(取り組む問題)
1) クリプト・ベスティーズの記事によると、クリプト・ベスティーズが設立されたのは何年ですか。
2) クリプト・ベスティーズの記事から、「2020年に設立されたクリプ」から「ップについてはどうだろうか?」までの部分をすべて、一字も変えずに引用してください。

(提示された文章)
┌──

ミレニアル世代、 Z世代 による世界初のメタバースメイクアップ団体クリプト・ベスティーズ

DIGIDAY

メイクアップと暗号のクロスオーバーは明白なものではないが、だからといってそれが起こっていないという意味ではない。初のメタバースメイクアップ団体としてそこに登場したのが、クリプト・ベスティーズ(Crypto Besties)だ。

2020年に設立されたクリプト・ベスティーズは、メイクアップブランドとしてではなく、メタバースに興味を持つ女性のためのコミュニティとしてスタートした。だが創設者のリマ・パテル氏とジャイヤ・ギル氏は、すぐにそこにあるギャップに気づいた。つまり、ファッションは何十年も前から仮想現実空間で大きな部分を占めているというのに、メイクアップについてはどうだろうか?

「(私たちのビューティブランドの)ターゲットオーディエンスは、(暗号)空間には存在していなかったので、『すでにターゲットオーディエンスが存在している場所に行ってみたらどうか』と考えた」とパテル氏は話す。「女性はメイクアップ業界で最大の購買力を握っているが、あまりにも長いこと、ビューティ業界において発言権が与えられていなかった。将来へ投資することについて知らされていないのと同じだ」。

└──

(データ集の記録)
┌──

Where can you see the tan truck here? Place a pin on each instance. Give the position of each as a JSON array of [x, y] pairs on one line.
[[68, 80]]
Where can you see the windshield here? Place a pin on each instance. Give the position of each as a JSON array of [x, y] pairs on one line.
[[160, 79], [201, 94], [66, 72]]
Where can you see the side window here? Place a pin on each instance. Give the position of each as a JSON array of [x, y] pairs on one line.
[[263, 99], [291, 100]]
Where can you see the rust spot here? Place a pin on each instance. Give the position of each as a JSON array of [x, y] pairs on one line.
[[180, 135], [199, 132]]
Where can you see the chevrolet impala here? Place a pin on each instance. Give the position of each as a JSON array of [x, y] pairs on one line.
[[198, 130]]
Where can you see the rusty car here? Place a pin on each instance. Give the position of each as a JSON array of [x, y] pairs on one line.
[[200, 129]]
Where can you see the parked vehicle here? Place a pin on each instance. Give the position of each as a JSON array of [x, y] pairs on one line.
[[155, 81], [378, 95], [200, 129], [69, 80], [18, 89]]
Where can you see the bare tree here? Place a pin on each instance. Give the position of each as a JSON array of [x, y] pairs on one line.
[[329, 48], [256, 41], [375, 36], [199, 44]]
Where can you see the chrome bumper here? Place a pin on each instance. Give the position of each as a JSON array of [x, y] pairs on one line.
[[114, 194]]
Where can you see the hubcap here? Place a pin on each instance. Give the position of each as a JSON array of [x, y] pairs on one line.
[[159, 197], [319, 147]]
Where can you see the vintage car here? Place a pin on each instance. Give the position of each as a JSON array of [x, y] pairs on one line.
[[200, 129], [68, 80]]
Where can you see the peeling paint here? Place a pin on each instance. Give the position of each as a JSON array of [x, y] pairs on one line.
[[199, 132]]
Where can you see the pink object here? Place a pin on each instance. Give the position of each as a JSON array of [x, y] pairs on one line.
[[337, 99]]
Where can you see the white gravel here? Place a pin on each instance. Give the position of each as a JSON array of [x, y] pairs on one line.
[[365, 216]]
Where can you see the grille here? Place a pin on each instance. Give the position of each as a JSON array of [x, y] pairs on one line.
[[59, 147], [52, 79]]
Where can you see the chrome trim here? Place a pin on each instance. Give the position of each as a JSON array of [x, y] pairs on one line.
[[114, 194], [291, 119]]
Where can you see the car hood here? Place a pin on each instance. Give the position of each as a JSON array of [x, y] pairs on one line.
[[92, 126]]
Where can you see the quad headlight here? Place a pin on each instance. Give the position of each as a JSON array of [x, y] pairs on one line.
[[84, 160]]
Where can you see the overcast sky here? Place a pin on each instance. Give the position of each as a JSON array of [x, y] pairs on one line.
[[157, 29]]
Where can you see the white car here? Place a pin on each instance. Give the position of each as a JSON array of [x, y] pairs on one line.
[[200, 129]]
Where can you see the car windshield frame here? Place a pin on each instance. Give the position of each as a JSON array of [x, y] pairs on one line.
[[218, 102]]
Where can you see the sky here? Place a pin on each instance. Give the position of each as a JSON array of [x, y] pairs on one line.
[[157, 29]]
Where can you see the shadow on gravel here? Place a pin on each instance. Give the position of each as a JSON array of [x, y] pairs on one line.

└──

(解答一覧)
1) 2020年です。

2)
2020年に設立されたクリプト・ベスティーズは、メイクアップブランドとしてではなく、メタバースに興味を持つ女性のためのコミュニティとしてスタートした。だが創設者のリマ・パテル氏とジャイヤ・ギル氏は、すぐにそこにあるギャップに気づいた。つまり、ファッションは何十年も前から仮想現実空間で大きな部分を占めているというのに、メイクアップについてはどうだろうか?